• EXERCISE DETAILS: What lines below mention the word "building"? Copy each one.
BEGIN
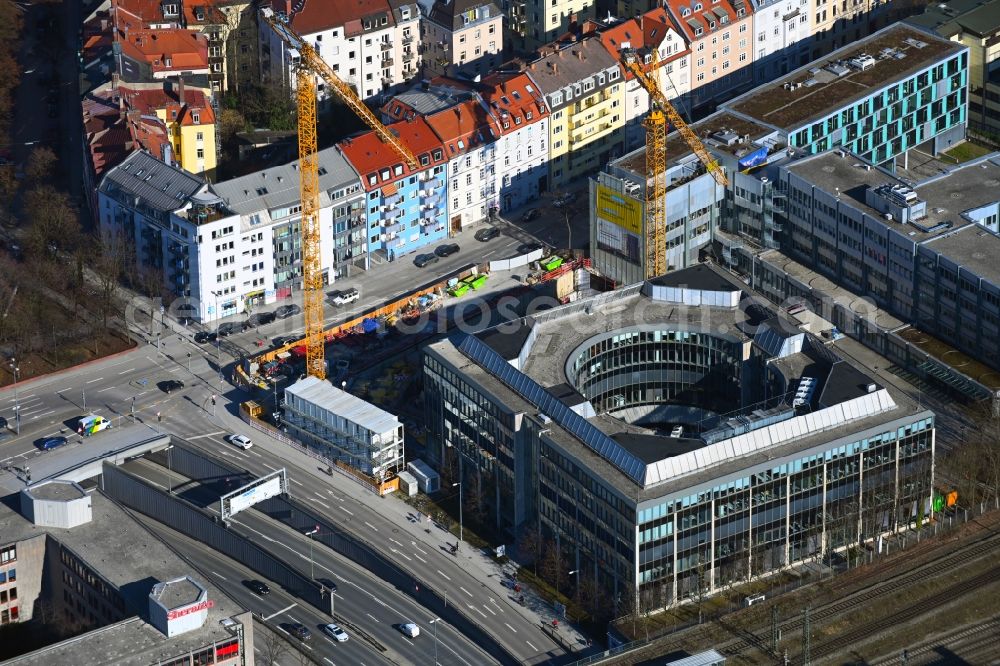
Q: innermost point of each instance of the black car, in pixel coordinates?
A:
(489, 233)
(171, 385)
(425, 259)
(300, 631)
(446, 250)
(286, 311)
(259, 319)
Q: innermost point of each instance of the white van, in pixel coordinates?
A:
(410, 630)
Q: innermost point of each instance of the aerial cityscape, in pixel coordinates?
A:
(473, 332)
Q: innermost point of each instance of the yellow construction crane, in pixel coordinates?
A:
(656, 160)
(310, 65)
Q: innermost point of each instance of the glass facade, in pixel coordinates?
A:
(896, 118)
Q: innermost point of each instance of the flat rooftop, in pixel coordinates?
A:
(708, 130)
(133, 560)
(791, 109)
(947, 195)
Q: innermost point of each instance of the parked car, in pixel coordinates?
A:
(446, 250)
(335, 632)
(300, 631)
(489, 233)
(259, 319)
(409, 629)
(51, 443)
(425, 259)
(346, 296)
(171, 385)
(241, 441)
(286, 311)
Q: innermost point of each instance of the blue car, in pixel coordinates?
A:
(52, 443)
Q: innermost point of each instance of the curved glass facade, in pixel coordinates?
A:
(629, 368)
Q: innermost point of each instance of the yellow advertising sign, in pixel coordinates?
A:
(619, 209)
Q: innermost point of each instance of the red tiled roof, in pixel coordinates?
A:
(463, 127)
(311, 16)
(515, 95)
(369, 155)
(702, 16)
(186, 49)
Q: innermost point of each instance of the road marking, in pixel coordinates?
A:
(208, 434)
(283, 610)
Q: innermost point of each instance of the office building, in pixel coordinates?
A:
(371, 44)
(976, 24)
(923, 251)
(461, 37)
(106, 590)
(585, 92)
(877, 97)
(669, 441)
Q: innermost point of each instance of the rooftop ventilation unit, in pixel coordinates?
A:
(862, 62)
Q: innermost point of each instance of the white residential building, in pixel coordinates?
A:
(781, 37)
(371, 44)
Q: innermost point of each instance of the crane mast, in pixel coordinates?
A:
(656, 160)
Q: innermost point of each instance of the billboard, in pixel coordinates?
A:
(619, 209)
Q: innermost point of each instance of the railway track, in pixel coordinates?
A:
(841, 644)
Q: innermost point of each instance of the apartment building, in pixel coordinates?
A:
(837, 23)
(461, 37)
(879, 97)
(585, 92)
(720, 36)
(781, 37)
(521, 151)
(532, 24)
(406, 208)
(370, 44)
(468, 133)
(188, 119)
(652, 30)
(975, 24)
(559, 420)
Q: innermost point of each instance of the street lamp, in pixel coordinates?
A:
(460, 532)
(434, 622)
(17, 404)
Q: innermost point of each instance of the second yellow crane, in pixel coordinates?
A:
(310, 65)
(661, 112)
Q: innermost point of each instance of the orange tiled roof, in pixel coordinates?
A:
(369, 155)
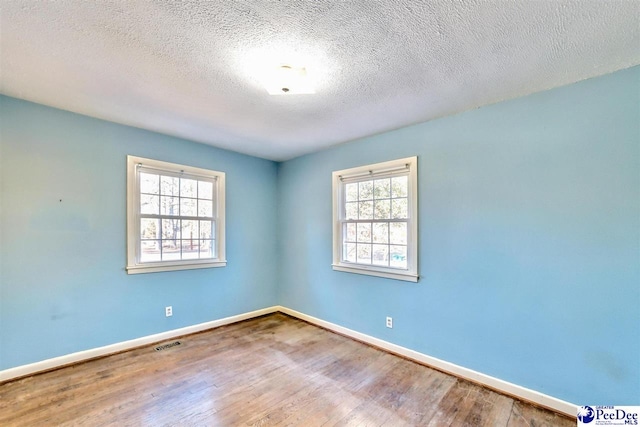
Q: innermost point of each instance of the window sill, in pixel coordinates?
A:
(372, 271)
(150, 268)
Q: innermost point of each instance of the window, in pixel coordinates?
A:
(175, 217)
(375, 215)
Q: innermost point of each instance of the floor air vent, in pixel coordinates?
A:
(167, 346)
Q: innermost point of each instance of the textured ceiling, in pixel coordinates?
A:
(192, 69)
END
• EXERCISE SOLUTION:
Q: innermost point of each instance of the office building, in pixel coordinates?
Q: innermost point of each instance of the white residential building, in pixel coordinates?
Q: innermost point of each instance of the apartment building, in pixel coordinates?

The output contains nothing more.